Given passage >>
I'd give it a few months before exchanging them.


----------



## ratbones86 (Jun 29, 2012)

like fogelhund said give it another month or two. Don't give up on them. It takes pratice. You wouldn't give up o your wife if she couldn't do it right the first time now would ya? lol i know its not a good analogie but it works lol.


----------



## cichlidaholic (Dec 7, 2005)

Congrats! They will fill the tank soon! Once this spawn is over and the eggs are fry, I would suggest putting some slate caves in there. They love it!


----------



## ShiroYuki (Jan 29, 2013)

O wei...its been a while now and there's no sign of any spawning going on, the male did have a big "fight" with the female, luckily only a small section of her tail fin got ripped off. Since then the female and the male changed their "caves"...the male now lives among the rock pile and the female lives in the big cave. They seemed to have made up and the male got real anxious last week and started spitting sand out of the big cave and cleaning one side of the cave wall...but that is all...these fish really twist my noodle...really nothing like my wifes african jewels...she bought two and after half a day they had eggs, never stopped breeding since...

I really don't think its a matter of maturity, because the male is almost 4" long and the female is 2 and a half"...

Some people say change water infrequently others say do it frequently, etc etc...what I get from this info is that they shouldn't at their "age" have a problem spawning whatever I do, I keep the ph and temp stable, I keep the tank clean, I feed them high protein crisps twice a day in small amounts, and on fridays they get freezed blood worms to up the protein in their diet...its not like I'm horrible to them...

Data excerpts >>
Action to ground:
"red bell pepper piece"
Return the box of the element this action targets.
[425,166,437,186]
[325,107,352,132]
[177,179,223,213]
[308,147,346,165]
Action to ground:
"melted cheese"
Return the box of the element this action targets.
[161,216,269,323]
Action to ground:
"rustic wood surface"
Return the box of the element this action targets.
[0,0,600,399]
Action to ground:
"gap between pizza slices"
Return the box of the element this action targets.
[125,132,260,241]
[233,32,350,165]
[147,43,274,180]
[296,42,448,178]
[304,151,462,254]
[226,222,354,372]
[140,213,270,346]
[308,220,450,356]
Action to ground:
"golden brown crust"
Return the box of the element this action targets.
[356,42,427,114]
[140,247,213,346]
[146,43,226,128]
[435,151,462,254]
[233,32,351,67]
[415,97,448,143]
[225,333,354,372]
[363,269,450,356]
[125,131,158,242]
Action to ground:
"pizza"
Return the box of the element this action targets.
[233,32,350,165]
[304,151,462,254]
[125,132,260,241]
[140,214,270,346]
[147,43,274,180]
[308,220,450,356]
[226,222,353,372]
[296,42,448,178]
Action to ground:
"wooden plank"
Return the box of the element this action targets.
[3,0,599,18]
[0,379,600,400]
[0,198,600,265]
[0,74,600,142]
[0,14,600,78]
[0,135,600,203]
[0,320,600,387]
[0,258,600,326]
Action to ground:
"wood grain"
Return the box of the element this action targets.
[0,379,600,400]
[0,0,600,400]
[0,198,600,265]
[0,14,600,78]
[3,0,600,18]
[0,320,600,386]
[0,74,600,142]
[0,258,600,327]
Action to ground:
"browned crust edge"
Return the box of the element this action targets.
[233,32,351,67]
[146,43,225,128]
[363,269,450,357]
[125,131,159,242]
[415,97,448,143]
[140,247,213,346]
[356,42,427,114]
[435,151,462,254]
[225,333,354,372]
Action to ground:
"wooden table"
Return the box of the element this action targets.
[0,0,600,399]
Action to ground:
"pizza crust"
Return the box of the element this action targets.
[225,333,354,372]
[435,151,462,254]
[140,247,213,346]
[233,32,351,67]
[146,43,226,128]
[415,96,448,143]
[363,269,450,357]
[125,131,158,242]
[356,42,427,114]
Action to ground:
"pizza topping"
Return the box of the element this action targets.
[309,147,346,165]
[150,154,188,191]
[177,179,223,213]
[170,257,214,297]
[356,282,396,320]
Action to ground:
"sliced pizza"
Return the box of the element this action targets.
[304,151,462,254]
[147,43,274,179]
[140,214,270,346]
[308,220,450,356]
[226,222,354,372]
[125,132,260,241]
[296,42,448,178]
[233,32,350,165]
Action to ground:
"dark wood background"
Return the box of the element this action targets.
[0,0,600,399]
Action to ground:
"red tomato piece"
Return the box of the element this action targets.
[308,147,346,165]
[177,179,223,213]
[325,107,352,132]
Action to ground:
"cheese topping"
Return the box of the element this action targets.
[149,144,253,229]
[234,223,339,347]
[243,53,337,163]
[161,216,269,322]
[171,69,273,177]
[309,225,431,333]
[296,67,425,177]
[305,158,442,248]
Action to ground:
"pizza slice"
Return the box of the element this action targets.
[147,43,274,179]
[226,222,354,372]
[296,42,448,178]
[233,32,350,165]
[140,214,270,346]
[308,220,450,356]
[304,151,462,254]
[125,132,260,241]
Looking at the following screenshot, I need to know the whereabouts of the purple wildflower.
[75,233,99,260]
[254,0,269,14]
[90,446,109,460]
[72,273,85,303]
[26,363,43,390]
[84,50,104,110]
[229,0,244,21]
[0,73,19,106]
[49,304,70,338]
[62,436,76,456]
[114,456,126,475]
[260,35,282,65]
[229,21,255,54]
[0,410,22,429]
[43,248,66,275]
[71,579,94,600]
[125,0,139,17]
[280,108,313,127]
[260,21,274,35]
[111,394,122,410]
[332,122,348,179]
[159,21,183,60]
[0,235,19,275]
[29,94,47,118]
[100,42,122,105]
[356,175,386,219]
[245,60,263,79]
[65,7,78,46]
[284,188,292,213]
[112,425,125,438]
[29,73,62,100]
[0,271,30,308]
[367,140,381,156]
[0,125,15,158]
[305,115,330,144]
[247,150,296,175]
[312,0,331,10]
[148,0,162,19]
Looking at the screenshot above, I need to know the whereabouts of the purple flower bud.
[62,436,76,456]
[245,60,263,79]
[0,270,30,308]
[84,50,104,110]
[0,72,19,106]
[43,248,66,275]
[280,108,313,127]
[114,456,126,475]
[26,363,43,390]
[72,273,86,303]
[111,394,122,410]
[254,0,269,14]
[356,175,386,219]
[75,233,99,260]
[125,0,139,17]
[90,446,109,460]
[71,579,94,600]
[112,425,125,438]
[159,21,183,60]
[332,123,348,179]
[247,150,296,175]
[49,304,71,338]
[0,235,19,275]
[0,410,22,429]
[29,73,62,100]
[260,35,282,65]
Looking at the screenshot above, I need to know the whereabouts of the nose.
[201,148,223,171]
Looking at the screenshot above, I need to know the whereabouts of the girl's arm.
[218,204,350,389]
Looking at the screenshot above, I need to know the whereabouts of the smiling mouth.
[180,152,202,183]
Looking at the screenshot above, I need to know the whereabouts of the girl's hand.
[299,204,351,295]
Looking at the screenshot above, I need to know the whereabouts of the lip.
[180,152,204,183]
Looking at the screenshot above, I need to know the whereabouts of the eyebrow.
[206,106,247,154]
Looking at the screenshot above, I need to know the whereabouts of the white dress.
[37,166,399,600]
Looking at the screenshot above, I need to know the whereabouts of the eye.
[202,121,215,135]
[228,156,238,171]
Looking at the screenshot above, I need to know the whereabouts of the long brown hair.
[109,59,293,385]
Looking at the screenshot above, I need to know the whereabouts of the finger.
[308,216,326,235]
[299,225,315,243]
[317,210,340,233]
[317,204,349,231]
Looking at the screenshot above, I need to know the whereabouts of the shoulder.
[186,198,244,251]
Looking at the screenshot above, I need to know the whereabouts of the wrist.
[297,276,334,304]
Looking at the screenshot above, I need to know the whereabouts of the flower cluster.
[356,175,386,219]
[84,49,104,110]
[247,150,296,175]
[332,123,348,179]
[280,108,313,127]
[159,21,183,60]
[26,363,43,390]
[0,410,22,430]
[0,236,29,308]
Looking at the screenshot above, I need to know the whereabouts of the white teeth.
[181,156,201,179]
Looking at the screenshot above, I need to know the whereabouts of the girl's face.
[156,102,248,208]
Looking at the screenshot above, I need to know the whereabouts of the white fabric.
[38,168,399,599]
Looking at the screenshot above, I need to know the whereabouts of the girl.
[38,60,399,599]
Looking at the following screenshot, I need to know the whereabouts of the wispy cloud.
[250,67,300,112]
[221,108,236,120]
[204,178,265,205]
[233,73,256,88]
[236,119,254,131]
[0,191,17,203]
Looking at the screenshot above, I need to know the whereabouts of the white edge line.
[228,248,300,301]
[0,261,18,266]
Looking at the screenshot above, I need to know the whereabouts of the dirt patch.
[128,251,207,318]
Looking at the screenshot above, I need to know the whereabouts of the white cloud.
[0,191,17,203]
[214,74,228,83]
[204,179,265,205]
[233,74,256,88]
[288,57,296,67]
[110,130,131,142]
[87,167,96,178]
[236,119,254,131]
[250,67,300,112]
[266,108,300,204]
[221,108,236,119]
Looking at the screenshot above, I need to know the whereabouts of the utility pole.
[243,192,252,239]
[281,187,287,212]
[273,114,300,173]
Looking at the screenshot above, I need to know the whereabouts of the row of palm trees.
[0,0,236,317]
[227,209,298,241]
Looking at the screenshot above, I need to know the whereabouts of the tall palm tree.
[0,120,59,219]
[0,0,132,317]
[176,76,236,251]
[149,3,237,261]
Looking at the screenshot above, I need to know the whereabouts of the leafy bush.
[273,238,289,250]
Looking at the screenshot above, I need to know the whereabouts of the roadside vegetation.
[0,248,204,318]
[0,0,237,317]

Required work >>
1 > According to the forum thread, how long is ShiroYuki's male fish?
2 > Do these statements agree with the forum thread? Give yes or no for each, quoting the deciding words. (a) The female lost a small section of her tail fin. (b) ShiroYuki feeds the fish high protein crisps once a day. (c) cichlidaholic suggests adding slate caves once the spawn is over and the eggs are fry.
3 > Which usernames appear as the headers of posts in the forum thread?
Answer using only the forum thread, not the items.

Numbered responses >>
1 > Almost 4" long.

2 >
(a) Yes: "luckily only a small section of her tail fin got ripped off"
(b) No: "I feed them high protein crisps twice a day in small amounts"
(c) Yes: "Once this spawn is over and the eggs are fry, I would suggest putting some slate caves in there."

3 > ratbones86, cichlidaholic, ShiroYuki